Tally the lines of the records that contain the word "trunk" and give only that number.

+ + + + +

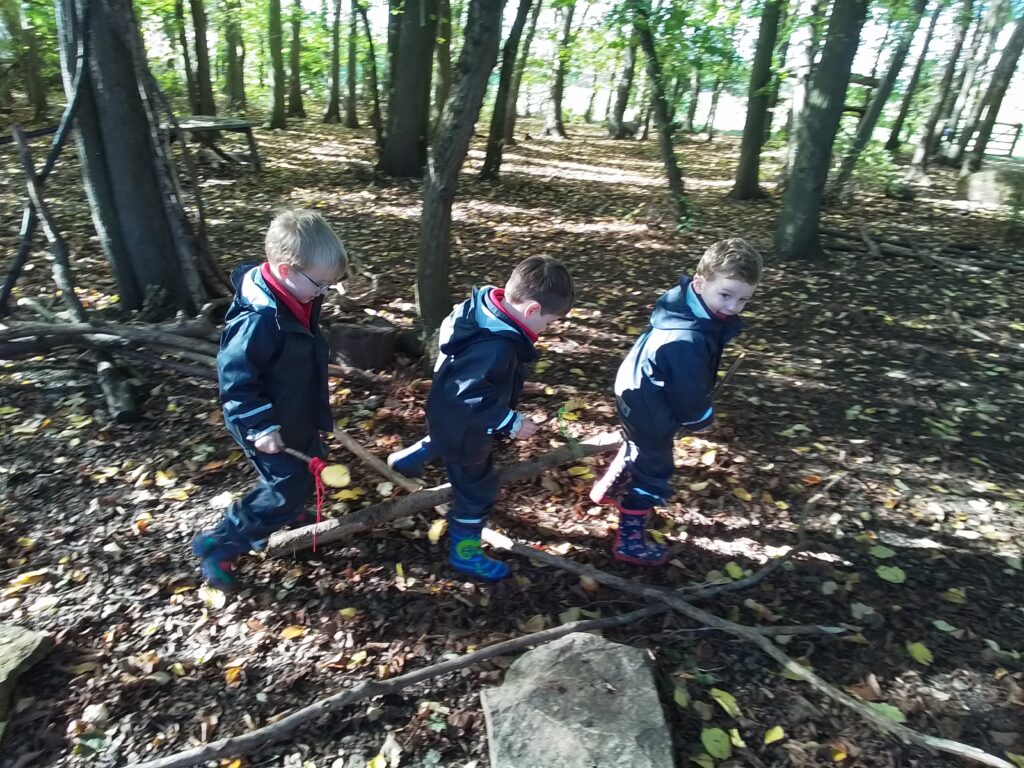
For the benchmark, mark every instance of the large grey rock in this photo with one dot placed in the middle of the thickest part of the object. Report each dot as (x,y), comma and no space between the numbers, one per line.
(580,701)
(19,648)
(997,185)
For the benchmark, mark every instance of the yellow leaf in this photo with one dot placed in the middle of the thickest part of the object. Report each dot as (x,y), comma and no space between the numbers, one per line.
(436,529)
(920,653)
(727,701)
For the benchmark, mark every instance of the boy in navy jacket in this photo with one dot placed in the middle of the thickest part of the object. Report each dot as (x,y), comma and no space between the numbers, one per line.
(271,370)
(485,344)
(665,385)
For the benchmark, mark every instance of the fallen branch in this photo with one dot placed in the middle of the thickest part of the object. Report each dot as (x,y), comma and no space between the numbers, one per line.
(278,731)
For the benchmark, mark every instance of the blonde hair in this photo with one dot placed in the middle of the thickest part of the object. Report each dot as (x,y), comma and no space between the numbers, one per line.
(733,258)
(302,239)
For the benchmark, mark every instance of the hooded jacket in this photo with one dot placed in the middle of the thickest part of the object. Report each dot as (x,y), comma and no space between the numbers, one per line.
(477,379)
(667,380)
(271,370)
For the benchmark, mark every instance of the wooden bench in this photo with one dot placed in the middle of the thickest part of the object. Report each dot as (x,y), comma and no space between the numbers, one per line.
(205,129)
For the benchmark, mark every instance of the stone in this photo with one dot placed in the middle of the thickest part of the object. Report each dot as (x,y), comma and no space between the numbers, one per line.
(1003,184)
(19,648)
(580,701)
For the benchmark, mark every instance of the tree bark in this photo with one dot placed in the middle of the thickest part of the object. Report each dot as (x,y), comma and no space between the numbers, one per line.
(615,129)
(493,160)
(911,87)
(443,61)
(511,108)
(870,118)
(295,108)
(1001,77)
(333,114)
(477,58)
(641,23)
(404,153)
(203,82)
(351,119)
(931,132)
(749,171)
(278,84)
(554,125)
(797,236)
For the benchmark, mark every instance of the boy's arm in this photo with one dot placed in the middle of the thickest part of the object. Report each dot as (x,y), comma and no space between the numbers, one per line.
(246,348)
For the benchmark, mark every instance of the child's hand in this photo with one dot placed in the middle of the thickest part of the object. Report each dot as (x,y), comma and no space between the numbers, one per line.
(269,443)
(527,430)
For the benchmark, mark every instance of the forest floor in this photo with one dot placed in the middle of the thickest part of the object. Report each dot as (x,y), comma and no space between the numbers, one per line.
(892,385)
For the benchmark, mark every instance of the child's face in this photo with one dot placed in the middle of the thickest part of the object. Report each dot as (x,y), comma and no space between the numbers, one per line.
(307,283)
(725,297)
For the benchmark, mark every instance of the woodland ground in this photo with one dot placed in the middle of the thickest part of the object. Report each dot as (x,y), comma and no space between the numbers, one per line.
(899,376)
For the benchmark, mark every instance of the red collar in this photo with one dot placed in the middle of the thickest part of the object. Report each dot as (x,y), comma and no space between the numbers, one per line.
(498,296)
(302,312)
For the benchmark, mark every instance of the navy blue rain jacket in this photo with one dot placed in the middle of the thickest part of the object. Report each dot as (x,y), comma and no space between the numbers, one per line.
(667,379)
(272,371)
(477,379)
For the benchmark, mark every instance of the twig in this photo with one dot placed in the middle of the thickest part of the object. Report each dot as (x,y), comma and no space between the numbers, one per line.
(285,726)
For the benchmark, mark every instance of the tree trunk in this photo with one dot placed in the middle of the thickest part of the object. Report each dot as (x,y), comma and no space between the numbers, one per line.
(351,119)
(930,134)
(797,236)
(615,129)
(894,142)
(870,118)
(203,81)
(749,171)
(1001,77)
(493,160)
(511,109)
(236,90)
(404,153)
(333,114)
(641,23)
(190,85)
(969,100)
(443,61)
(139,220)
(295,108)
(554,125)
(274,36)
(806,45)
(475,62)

+ + + + +

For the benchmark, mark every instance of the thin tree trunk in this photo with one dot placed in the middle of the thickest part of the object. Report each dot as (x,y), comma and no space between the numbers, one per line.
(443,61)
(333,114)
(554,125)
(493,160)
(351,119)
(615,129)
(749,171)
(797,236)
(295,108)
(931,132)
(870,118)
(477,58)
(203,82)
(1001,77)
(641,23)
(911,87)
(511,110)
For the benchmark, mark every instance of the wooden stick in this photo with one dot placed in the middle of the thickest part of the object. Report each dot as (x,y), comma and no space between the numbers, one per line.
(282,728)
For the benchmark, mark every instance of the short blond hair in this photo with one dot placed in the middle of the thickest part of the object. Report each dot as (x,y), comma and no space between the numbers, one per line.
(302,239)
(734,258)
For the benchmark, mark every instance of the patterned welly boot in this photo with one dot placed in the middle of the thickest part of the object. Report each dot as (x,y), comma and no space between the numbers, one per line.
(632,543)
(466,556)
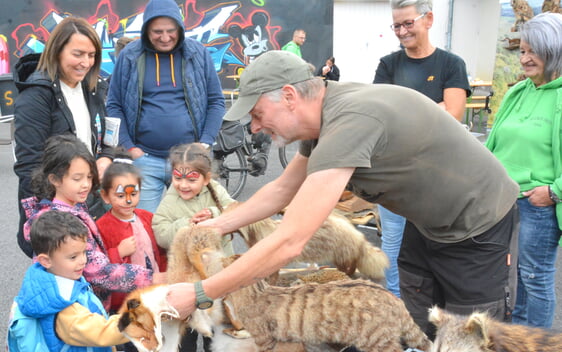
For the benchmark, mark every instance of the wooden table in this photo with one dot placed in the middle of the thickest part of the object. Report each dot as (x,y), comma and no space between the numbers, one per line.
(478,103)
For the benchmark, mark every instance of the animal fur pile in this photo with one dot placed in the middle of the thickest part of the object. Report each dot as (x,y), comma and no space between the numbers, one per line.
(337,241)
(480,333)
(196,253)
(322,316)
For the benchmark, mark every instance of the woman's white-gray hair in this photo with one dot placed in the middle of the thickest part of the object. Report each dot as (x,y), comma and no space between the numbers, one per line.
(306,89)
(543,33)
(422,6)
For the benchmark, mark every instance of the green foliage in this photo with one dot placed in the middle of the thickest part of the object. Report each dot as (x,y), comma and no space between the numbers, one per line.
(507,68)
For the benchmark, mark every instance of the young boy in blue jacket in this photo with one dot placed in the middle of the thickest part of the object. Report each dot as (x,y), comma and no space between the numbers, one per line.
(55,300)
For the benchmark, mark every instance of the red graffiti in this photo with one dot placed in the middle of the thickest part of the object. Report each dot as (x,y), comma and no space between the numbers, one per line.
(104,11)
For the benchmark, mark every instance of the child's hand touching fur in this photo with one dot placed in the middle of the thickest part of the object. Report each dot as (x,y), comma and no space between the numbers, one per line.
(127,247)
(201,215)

+ + + + +

- THE OUTPUT:
2